Required action:
Every line of the data must be copied exactly.

Dataset content:
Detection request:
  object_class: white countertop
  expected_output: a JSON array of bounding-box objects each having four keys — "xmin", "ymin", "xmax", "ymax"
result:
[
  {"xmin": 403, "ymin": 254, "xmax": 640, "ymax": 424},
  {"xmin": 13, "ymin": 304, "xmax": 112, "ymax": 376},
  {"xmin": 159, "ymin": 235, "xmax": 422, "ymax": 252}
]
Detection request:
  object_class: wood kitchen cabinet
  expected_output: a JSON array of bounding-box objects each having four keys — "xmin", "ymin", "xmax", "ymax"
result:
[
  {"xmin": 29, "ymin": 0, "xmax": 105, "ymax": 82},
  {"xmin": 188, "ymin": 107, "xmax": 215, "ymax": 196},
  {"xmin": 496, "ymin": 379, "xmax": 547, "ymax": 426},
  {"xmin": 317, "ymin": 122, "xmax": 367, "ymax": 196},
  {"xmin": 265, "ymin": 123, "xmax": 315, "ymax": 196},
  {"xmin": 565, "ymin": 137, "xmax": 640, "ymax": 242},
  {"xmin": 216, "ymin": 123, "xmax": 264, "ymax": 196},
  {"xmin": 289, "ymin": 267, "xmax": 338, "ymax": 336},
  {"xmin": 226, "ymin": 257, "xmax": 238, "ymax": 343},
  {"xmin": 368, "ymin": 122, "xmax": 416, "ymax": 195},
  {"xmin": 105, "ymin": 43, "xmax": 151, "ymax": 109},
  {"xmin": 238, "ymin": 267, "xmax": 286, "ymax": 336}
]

Result of this task:
Detection request:
  object_class: white countertop
  expected_output: a JSON array of bounding-box objects each having four keys — "xmin", "ymin", "xmax", "ymax"
result:
[
  {"xmin": 403, "ymin": 254, "xmax": 640, "ymax": 424},
  {"xmin": 13, "ymin": 304, "xmax": 112, "ymax": 376},
  {"xmin": 159, "ymin": 235, "xmax": 422, "ymax": 252}
]
Detection request:
  object_class: wood kitchen cabinet
  expected_output: a JSON array of bounding-box objects each having four keys — "xmin", "ymin", "xmax", "ymax"
result:
[
  {"xmin": 29, "ymin": 0, "xmax": 105, "ymax": 82},
  {"xmin": 188, "ymin": 107, "xmax": 215, "ymax": 196},
  {"xmin": 496, "ymin": 379, "xmax": 547, "ymax": 426},
  {"xmin": 317, "ymin": 122, "xmax": 367, "ymax": 196},
  {"xmin": 265, "ymin": 123, "xmax": 315, "ymax": 196},
  {"xmin": 565, "ymin": 137, "xmax": 640, "ymax": 242},
  {"xmin": 216, "ymin": 123, "xmax": 264, "ymax": 196},
  {"xmin": 289, "ymin": 267, "xmax": 338, "ymax": 336},
  {"xmin": 226, "ymin": 257, "xmax": 238, "ymax": 343},
  {"xmin": 368, "ymin": 122, "xmax": 416, "ymax": 195},
  {"xmin": 105, "ymin": 43, "xmax": 151, "ymax": 109},
  {"xmin": 238, "ymin": 267, "xmax": 286, "ymax": 336}
]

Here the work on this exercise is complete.